## BEGIN

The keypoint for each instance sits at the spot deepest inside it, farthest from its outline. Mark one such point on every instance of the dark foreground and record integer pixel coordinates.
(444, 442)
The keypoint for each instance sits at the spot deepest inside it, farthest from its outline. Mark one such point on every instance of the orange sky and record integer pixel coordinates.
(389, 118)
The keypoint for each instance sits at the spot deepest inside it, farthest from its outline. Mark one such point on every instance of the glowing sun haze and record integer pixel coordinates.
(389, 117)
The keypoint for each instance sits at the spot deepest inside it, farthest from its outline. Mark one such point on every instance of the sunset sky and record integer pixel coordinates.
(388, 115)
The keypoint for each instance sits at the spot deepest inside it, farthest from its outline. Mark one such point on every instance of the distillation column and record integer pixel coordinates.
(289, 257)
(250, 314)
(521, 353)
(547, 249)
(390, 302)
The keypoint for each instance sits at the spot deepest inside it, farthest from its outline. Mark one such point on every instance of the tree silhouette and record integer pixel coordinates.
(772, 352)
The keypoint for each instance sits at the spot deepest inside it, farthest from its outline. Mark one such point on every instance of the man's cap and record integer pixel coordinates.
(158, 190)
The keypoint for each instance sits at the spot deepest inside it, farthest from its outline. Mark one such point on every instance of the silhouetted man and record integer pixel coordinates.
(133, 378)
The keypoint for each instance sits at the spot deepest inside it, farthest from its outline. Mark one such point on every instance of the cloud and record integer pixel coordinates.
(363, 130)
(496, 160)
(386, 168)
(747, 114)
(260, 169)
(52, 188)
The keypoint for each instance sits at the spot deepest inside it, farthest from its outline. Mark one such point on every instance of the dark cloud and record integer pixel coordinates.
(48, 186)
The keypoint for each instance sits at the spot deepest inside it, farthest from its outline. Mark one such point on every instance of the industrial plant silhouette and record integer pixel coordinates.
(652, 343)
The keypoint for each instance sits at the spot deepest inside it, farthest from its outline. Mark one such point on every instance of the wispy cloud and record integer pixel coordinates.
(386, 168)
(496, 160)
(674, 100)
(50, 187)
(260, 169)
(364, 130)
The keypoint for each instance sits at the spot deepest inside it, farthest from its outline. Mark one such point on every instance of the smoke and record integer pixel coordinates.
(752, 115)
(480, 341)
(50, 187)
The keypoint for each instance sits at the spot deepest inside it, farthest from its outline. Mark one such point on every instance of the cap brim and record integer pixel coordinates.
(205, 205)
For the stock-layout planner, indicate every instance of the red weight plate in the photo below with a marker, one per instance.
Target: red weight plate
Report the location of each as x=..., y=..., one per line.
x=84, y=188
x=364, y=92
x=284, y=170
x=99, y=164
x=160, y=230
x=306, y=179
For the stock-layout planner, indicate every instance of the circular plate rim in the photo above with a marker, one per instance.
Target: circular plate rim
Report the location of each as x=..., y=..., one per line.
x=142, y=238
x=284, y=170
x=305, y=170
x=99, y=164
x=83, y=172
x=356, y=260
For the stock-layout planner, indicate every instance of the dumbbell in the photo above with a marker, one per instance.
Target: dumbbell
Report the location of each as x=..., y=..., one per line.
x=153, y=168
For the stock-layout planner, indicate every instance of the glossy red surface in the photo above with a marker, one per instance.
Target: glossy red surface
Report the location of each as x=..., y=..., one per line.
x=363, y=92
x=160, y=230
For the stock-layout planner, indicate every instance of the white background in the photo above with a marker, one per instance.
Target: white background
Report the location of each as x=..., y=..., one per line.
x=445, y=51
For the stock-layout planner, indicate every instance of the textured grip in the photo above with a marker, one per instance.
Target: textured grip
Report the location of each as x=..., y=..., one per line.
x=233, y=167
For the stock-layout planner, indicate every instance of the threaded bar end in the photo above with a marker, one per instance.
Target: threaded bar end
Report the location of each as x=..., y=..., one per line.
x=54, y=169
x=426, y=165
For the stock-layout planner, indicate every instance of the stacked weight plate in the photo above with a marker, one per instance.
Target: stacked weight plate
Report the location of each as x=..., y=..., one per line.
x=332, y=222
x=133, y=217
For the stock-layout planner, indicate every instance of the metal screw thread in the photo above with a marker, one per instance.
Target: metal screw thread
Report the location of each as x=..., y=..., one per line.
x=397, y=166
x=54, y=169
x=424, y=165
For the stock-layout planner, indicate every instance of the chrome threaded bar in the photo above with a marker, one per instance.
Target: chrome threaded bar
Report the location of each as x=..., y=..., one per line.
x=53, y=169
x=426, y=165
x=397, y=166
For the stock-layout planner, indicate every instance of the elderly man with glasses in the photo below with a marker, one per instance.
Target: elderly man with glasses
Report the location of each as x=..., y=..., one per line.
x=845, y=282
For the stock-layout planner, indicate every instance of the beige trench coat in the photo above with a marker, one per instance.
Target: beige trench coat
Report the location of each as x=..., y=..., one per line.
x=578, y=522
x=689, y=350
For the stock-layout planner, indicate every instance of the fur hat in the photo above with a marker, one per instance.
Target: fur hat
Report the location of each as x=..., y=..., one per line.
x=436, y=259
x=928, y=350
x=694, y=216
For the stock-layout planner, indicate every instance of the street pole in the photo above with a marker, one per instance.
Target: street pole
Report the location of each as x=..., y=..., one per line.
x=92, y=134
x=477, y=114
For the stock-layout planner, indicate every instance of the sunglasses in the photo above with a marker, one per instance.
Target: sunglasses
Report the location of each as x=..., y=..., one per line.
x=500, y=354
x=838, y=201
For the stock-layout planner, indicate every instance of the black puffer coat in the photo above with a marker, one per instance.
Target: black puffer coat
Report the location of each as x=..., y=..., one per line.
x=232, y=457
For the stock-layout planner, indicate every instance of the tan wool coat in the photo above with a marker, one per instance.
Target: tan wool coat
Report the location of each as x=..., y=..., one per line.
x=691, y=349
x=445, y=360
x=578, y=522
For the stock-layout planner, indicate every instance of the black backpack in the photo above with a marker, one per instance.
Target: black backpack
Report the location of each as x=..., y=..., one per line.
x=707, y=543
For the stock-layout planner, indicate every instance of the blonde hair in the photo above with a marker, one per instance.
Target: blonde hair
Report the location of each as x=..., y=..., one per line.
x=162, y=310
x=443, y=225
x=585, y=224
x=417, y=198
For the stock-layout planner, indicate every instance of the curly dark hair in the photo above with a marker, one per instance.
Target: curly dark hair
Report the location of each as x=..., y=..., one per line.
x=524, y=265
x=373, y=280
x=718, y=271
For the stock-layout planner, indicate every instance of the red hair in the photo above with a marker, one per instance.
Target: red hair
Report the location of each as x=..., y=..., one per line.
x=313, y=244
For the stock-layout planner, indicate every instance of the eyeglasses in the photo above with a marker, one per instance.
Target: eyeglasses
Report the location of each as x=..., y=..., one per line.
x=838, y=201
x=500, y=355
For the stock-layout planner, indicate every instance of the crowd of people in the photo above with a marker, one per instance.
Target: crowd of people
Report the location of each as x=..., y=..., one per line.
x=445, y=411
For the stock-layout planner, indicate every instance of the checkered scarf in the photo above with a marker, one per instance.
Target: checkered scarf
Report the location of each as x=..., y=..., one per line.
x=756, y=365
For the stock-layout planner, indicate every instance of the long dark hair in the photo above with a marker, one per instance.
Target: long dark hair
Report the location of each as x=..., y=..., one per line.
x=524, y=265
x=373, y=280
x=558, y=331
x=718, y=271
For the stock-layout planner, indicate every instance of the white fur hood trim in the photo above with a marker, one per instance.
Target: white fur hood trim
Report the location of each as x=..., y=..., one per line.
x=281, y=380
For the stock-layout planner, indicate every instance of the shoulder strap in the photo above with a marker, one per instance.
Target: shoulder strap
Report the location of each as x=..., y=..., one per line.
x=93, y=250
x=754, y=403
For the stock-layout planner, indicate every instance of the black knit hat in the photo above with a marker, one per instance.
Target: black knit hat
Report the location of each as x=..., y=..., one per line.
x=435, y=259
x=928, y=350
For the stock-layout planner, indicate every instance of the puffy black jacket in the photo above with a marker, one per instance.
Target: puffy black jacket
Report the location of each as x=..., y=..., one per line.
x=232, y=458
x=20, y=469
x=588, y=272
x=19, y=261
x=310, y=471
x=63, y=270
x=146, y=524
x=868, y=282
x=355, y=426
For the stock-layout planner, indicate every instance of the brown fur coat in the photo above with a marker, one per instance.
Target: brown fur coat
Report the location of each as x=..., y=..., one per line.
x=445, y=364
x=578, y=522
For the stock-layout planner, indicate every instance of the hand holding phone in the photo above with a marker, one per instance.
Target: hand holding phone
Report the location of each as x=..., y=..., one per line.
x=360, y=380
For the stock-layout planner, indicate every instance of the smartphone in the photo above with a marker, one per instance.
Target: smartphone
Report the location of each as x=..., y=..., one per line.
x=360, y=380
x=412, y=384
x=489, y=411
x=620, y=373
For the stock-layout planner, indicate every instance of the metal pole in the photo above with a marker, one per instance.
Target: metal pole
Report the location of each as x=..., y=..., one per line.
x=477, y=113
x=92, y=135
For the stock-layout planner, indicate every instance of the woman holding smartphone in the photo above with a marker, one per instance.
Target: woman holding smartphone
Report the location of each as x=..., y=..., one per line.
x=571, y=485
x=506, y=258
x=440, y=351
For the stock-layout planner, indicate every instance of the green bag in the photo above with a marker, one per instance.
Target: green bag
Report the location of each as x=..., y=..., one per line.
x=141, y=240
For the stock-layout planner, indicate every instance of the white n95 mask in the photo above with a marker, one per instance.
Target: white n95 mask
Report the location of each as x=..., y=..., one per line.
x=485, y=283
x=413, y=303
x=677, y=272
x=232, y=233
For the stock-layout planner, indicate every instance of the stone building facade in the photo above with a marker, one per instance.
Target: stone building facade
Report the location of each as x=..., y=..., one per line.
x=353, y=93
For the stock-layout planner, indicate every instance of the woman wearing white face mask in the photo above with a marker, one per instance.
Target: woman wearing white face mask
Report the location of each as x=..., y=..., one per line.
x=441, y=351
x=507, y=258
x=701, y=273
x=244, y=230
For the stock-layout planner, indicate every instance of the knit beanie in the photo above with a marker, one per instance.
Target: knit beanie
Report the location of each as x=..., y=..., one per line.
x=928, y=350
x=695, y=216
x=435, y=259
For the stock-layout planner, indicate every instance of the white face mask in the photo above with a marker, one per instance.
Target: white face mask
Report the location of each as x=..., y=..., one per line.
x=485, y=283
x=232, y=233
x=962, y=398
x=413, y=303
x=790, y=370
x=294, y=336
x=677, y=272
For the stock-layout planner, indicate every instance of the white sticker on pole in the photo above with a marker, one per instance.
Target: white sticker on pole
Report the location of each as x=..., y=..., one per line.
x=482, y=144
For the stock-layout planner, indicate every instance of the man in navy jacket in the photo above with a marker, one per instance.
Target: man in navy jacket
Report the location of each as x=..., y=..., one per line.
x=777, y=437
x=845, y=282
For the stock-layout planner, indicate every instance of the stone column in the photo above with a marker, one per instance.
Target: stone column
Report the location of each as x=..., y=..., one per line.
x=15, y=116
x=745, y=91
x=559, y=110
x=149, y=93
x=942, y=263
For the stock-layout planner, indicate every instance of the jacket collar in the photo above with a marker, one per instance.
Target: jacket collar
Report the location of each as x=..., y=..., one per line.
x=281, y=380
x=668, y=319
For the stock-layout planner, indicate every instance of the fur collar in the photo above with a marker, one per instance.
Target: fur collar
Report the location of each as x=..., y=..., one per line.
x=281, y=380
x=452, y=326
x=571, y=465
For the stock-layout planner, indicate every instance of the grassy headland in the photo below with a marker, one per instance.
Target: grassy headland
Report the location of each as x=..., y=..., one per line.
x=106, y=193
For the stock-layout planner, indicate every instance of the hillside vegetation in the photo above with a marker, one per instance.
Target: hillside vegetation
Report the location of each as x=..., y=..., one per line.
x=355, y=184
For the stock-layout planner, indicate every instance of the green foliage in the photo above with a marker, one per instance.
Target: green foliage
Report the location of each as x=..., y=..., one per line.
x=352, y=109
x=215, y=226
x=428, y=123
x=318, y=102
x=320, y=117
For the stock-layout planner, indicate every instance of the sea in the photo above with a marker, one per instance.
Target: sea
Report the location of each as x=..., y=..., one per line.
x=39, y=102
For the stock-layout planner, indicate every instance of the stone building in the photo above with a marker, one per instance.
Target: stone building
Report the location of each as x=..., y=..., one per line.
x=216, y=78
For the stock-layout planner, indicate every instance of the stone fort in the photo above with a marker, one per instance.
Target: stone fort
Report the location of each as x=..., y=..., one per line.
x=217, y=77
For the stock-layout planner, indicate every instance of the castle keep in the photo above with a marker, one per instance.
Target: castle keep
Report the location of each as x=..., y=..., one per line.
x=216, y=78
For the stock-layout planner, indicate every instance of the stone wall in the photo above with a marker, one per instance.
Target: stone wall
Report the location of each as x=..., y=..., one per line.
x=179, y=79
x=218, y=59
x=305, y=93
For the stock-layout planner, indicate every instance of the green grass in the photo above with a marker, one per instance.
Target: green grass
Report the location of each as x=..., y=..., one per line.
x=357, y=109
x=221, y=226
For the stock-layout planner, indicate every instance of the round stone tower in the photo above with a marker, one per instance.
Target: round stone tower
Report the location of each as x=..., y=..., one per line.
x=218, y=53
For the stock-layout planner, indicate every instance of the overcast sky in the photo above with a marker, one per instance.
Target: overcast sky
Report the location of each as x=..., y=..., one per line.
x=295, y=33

## END

:: REQUIREMENT ::
Reproduce, word for word, everything in the listing above from the line containing "the stone column" down to the line containing "x=355, y=184", with both of those lines included.

:: FINISHED ANSWER ::
For the stock-layout planner, indicate every instance of the stone column in the photo above with a marker, one per instance.
Target: stone column
Report the location of each as x=..., y=..., one per line.
x=15, y=116
x=745, y=91
x=559, y=110
x=149, y=93
x=942, y=263
For the stock-layout planner, indicate every instance of the jacket collar in the photo above with a marker, one per instance.
Target: jacket collar
Report the location of each as x=..., y=..., one per line.
x=281, y=380
x=668, y=319
For the stock-layout planner, indicate every instance of the fur collar in the photo above with a marker, one per instance.
Target: fur collar
Report the location of each as x=..., y=..., one per line.
x=281, y=380
x=452, y=326
x=571, y=465
For the stock-layout planner, indicate every instance of the grassy headland in the photo below with a marker, one per instance.
Target: grassy headland
Report the location of each as x=..., y=..., one per line.
x=106, y=193
For the stock-layout planner, indicate every instance of the hillside vegetation in the photo above with a marker, one per instance.
Target: hillside vegetation
Report the location of each as x=..., y=..., one per line.
x=355, y=184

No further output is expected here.